Text to read:

━━━

Reputation: 75
So I've been trying to come with a regex that separates these kinds of strings: A100
, A-100
, A1-100
, A1_100
, A1A100
, "A-100"
, and many other examples.
The strings exclusively "end" with only numbers, and I say "end" because they can be in quotations, and technically it's not the end of the string, it's a word boundary though.
What I need is to get both things, whatever is behind only numbers and the string containing only numbers, I need to be able to separate them because I might need to do some additions to the only numbers part.
What I've tried is:
At the very start it was easy, A100
was easily separated with something like ([a-zA-Z]+)(\d+)
, but then I needed to separate A_100
, and I need one string that has the A_
and the other the 100
, or if it's A1-100
, I would need A1-
and then the number part 100
.
With many iterations of this problem I ended up with this messy regex:
([a-zA-Z\+\.\?\!_\-\\\d]+[a-zA-Z\+\.\?\!_\-\\]+)(\d+)
It separates a lot of the stuff I need EXCEPT for the more simple A100, because if the first part of the string has a number in it (like A1A100
) then it needs to have something else but a digit, or else I would just get A1
and A100
. But this is very very messy, and I would rather do something simple like ([^\n])(\d+)
(this obviously doesn't work) and get any string that can contain any character but newlines and then get the string that ends exclusively with numbers.
Tried to implement lookaheads, but I'm not very good with them. ((?=\d+)\d+)
would get me exclusively the number part on A100
but can't for the life of me manage to combine it with any other char string part.

━━━

Dataset content:
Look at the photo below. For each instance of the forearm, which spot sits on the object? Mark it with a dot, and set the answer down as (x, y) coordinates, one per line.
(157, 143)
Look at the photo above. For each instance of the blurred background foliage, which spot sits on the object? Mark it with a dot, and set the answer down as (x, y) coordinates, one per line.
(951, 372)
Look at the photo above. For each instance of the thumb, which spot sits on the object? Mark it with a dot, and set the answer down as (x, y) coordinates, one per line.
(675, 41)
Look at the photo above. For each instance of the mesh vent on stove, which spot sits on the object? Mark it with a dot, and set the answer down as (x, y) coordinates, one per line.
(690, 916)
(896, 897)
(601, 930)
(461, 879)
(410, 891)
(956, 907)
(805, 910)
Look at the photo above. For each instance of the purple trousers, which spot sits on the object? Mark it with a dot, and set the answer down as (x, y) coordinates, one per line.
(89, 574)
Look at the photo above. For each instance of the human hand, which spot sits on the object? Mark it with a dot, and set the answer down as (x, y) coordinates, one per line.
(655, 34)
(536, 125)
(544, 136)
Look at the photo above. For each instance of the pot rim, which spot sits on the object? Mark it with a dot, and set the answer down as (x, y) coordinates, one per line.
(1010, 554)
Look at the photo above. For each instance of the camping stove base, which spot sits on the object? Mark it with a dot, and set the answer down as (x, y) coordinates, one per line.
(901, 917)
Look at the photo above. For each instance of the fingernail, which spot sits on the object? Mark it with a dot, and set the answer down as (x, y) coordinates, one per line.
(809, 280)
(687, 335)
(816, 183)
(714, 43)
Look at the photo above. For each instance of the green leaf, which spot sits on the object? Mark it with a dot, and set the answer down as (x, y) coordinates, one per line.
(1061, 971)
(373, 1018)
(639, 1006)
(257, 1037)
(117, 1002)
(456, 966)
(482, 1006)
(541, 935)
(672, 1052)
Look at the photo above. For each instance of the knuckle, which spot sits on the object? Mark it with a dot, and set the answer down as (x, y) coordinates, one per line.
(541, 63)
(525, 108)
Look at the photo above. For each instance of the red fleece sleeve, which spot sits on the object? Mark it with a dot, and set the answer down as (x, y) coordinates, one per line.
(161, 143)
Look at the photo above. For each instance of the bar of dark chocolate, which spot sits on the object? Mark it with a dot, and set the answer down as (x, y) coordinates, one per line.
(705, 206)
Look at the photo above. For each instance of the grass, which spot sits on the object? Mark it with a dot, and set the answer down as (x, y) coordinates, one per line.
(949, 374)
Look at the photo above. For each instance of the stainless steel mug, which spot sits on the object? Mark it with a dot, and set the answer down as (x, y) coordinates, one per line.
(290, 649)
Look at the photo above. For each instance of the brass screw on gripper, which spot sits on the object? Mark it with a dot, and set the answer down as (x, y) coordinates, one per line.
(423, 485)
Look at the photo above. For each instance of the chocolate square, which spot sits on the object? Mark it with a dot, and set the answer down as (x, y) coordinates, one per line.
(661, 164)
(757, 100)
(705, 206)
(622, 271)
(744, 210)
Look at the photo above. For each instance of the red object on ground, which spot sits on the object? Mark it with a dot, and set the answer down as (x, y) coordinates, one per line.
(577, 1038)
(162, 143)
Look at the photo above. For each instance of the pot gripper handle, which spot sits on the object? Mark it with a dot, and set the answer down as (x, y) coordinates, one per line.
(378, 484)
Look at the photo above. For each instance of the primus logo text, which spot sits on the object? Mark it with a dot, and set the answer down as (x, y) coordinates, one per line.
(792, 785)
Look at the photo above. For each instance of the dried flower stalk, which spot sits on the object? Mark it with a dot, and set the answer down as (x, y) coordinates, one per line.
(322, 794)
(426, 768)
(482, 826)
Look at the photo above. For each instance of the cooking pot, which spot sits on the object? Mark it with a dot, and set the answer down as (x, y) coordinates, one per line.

━━━

The problem:
Answer these from the forum post:
1. For A1-100, what two strings does the poster need?
2. Which string did the pattern ([a-zA-Z]+)(\d+) separate easily?
3. What does ((?=\d+)\d+) get on A100?
You won't need the items for this.

Response below:
1. A1- and 100
2. A100
3. Only the number part